=== TAREFA ATRIBUÍDA 1 ===
Responda às perguntas seguintes com base no texto sobre a crise:
(a) Quanto tempo passou desde o início da crise?
(b) Que ministro é mencionado pelo nome?
(c) Em que três áreas se espera uma reestruturação profunda e urgente?
=== TAREFA ATRIBUÍDA 2 ===
Transcreva literalmente o trecho do texto sobre a crise que começa em "Mais que a discussão" e termina em "cada decisão governamental.".

:: TEXTO APRESENTADO

Há um lado bom em qualquer crise, sobretudo quando nos obriga a aprender com os erros do passado, bem como a assumir que a legitimidade formal de quem nos representa não substitui a necessidade de um escrutínio frontal e constante. Se todos os sacrifícios exigidos consolidarem esta mudança de mentalidade, então nem tudo está perdido. A consciência da necessidade de participar na agregação de diferentes interesses, num espaço de debate e legalidade, é o primeiro passo para promover novas soluções, evitando o risco de explosões sociais que fermentam, invariavelmente, a partir da passividade e da descrença em relação a quem tem a responsabilidade de governar.
Dois anos depois do início da crise, e face à necessidade de apressar as verdadeiras reformas, chegou a hora de levantar novamente a questão: será preciso voltar a perguntar se é preciso suspender a democracia para salvar o país?
Mais que a discussão filosófica ou jurídico-constitucional, importa afastar desde já a tentação de invectivar determinadas classes profissionais para alijar o fardo de quem tem de fazer o que tem de ser feito. A situação exige muito mais do que uma crispação artificial e desgastante. E tal só é possível quando a governação é credibilizada por uma sociedade civil participativa e inconformada.
A actualidade comprova que não será fácil repetir a governação do passado que nos conduziu à actual situação humilhante de total dependência externa. Directa ou através de mediação, é patente a crescente atenção e apetência da sociedade pela avaliação, quase em tempo real, de cada decisão governamental.
Agora já não será tão fácil autorizar investimentos faraónicos, aumentar salários milionários, renovar frotas automóveis de luxo e até permitir mais despesas em telecomunicações inimagináveis. De igual forma, os servidores da causa pública terão cada vez maior dificuldade em enriquecer ilegal e impunemente durante ou depois do exercício de funções. Por sua vez, atitudes como a do ministro Miguel Relvas, que elogiou o correspondente da RTP em Angola quando lhe são publicamente conhecidos interesses empresariais naquele país africano, dificilmente serão repetidas. Por último, a resistência dos mais ricos a pagar um imposto extraordinário, ainda que simbólico, também não passará em claro.
Com o dinheiro a escassear, está instalada a tolerância zero em relação ao esbanjamento, aos sinais exteriores de riqueza injustificados e à falta de solidariedade. E o voto deixou de ser um cheque em branco ao governo, quiçá constituído por iluminados e bem-intencionados, que até abdicaram de belos ordenados para servirem o país. Aliás, já não bastam cortes mais ou menos cegos e brutais na despesa. Começa a ser evidente alguma impaciência em relação a uma profunda e urgente reestruturação em áreas tão importantes como a educação, a justiça e a saúde, que se espera vir a ser feita sem ser à custa de uma nova tentativa de demonizar professores, advogados, investigadores criminais, magistrados, médicos e enfermeiros.

::::
:: EXCERTOS DOS DADOS

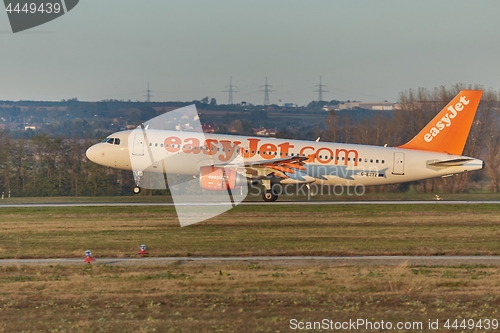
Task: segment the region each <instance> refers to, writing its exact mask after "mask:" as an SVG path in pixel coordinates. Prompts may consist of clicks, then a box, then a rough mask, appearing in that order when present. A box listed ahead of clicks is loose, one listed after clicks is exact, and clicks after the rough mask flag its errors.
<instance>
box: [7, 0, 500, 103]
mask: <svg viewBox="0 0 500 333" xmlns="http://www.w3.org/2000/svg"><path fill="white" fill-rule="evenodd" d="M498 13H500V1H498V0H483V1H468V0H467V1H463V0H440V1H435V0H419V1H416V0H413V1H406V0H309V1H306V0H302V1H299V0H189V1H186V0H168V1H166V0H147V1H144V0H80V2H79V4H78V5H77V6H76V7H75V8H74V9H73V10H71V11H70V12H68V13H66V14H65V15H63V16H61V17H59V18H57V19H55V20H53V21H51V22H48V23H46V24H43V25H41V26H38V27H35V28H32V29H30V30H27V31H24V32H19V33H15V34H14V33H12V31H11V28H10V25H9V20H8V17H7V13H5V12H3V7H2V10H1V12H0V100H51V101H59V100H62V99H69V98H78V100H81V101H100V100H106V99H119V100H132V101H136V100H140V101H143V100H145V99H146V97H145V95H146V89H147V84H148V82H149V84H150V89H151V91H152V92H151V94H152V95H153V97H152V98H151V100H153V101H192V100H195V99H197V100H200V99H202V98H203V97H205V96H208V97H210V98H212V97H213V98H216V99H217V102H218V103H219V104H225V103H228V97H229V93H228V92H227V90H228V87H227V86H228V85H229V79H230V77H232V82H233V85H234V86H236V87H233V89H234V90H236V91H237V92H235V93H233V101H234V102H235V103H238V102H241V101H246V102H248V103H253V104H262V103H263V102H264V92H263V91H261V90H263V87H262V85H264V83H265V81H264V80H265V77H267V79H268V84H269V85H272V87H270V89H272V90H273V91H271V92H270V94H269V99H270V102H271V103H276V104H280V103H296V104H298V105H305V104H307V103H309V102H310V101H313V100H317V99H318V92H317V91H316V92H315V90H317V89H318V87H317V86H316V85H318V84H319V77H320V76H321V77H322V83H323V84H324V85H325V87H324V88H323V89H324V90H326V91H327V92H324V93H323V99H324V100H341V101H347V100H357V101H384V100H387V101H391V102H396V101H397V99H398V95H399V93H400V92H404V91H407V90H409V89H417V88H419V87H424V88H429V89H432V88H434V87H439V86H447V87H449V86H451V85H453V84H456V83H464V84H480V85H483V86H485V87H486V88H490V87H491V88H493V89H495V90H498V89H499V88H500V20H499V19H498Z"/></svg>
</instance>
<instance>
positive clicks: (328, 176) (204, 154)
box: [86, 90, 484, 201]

::::

=== RESPOSTA 1 ===
(a) Dois anos.
(b) Miguel Relvas.
(c) Educação, justiça e saúde.

=== RESPOSTA 2 ===
Mais que a discussão filosófica ou jurídico-constitucional, importa afastar desde já a tentação de invectivar determinadas classes profissionais para alijar o fardo de quem tem de fazer o que tem de ser feito. A situação exige muito mais do que uma crispação artificial e desgastante. E tal só é possível quando a governação é credibilizada por uma sociedade civil participativa e inconformada.
A actualidade comprova que não será fácil repetir a governação do passado que nos conduziu à actual situação humilhante de total dependência externa. Directa ou através de mediação, é patente a crescente atenção e apetência da sociedade pela avaliação, quase em tempo real, de cada decisão governamental.